-------- TEXT SHOWN --------

Start Your (Golf Car) Engines

/PRNewswire/ -- Golf cars will be allowed on many local Georgia streets effective Jan. 1, 2012, thanks to a bill signed  by Georgia Governor Nathan Deal. Known as Georgia Senate Bill 240, it creates a new class of motor vehicle called personal transportation vehicles (PTVs), which are built on "golf car-like" chassis.

The measure will allow PTVs that meet safety requirements to be driven on roads. That means residents of many communities will be able to shop, take their children to school and parks, and run other errands in their golf cars.

"This bill will allow Georgia families to stretch their transportation dollars and use green energy for miles of local driving. It also gives municipalities throughout the state a common framework for the safe and responsible use of PTVs," says Michael Alexander, Club Car's director of global business development. Club Car is the world's largest manufacturer of small-wheel, zero-emissions electric vehicles.

Qualifications and Safety Standards

To qualify as a PTV, vehicles must have at least four wheels, weigh 1,375 pounds or less, have a top speed of 20 mph or less, and transport no more than eight people.

In addition, they must be equipped with specific safety apparatus, including:

* A braking system that is sufficient for the weight and passenger capacity, including a parking brake.
* A reverse warning device that is functional at all times when the directional control is in the reverse position.

-------- RECORDS SHOWN --------

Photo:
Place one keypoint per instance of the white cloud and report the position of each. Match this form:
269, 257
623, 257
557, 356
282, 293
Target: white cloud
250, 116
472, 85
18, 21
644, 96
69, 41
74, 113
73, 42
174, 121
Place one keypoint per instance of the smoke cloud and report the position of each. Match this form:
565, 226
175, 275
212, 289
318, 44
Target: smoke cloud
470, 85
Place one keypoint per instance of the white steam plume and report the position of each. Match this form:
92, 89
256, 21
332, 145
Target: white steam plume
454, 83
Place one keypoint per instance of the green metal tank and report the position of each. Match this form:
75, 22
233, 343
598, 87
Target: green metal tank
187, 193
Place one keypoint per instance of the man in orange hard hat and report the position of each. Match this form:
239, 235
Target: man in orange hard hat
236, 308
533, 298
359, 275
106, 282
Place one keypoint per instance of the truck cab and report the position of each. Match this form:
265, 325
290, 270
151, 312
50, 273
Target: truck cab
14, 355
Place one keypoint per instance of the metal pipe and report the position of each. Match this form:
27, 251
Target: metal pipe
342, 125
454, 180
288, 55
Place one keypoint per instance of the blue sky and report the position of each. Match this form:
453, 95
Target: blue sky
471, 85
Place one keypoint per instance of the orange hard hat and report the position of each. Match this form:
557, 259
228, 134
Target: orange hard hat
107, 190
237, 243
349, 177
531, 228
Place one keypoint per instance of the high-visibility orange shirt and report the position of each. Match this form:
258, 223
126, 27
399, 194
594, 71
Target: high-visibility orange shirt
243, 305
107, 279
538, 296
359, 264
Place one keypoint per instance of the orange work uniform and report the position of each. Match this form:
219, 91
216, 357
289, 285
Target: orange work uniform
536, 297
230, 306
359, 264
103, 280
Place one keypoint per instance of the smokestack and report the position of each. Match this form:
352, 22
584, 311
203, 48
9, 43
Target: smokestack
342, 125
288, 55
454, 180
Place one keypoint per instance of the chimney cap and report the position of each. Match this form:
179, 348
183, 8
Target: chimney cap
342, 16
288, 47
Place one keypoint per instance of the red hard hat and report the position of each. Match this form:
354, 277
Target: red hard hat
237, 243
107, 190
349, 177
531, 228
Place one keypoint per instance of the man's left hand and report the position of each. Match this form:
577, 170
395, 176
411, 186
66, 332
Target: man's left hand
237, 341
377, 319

--------

▶ PROBLEM SET:
1. In the golf car article, what is the highest top speed a vehicle can have and still qualify as a PTV?
2. Turn the paragraph of the golf car article that begins "To qualify as a PTV" into a bulleted list of its requirements.
3. Quote the golf car article word for word, starting at the words "Qualifications and Safety" and stopping after "the reverse position.".

▶ REPLIES:
1. 20 mph

2.
To qualify as a PTV, a vehicle must:
- have at least four wheels
- weigh 1,375 pounds or less
- have a top speed of 20 mph or less
- transport no more than eight people

3.
Qualifications and Safety Standards

To qualify as a PTV, vehicles must have at least four wheels, weigh 1,375 pounds or less, have a top speed of 20 mph or less, and transport no more than eight people.

In addition, they must be equipped with specific safety apparatus, including:

* A braking system that is sufficient for the weight and passenger capacity, including a parking brake.
* A reverse warning device that is functional at all times when the directional control is in the reverse position.